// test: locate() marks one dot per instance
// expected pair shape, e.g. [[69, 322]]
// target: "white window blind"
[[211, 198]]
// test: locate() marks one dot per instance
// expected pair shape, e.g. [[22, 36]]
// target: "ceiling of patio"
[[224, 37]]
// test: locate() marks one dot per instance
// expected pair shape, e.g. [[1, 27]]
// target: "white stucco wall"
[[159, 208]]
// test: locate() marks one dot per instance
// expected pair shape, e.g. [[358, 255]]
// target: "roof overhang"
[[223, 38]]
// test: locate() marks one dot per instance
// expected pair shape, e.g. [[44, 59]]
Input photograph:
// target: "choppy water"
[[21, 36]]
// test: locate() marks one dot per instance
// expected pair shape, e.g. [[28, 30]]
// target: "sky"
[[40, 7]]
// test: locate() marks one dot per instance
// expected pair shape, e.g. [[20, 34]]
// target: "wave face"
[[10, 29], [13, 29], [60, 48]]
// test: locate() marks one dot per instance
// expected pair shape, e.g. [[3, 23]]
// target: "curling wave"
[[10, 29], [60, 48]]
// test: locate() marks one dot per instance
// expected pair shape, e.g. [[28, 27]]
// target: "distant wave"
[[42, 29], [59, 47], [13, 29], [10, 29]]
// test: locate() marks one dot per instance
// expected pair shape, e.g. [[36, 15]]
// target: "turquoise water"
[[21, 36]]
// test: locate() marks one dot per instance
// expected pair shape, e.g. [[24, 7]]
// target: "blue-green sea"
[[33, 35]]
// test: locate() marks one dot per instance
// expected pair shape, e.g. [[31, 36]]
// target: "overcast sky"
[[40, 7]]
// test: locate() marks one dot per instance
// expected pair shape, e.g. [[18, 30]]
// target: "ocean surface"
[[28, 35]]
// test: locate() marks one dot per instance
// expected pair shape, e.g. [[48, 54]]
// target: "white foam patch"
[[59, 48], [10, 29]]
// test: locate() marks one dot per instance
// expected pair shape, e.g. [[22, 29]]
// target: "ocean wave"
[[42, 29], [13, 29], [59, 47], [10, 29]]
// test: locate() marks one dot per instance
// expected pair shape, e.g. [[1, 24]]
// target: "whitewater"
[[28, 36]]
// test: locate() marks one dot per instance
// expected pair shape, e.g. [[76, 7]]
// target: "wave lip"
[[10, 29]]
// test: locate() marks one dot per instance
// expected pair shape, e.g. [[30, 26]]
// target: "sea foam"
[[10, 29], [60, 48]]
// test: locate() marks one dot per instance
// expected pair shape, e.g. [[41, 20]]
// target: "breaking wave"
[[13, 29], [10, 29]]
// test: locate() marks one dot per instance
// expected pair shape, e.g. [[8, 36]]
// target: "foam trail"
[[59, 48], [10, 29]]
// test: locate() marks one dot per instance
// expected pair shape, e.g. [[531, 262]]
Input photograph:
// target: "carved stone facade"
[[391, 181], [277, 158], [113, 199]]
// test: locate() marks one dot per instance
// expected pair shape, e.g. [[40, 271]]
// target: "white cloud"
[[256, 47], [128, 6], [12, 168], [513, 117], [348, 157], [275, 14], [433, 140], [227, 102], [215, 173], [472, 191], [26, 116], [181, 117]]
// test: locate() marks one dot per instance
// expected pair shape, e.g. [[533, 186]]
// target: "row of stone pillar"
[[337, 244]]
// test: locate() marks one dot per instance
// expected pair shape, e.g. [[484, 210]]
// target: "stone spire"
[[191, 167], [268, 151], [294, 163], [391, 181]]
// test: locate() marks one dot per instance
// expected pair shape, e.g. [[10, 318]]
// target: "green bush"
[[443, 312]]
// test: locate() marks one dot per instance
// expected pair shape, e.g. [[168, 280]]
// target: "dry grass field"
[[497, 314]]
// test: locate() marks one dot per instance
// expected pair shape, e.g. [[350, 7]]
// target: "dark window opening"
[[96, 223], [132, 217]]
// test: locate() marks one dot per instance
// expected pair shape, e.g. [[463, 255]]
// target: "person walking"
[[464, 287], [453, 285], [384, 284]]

-------

**Aufgabe**
Liste alle Zeilen der obigen Auflistung auf, in denen das Wort „window“ vorkommt.

**Schriftliche Antwort**
// target: "white window blind"
// target: "dark window opening"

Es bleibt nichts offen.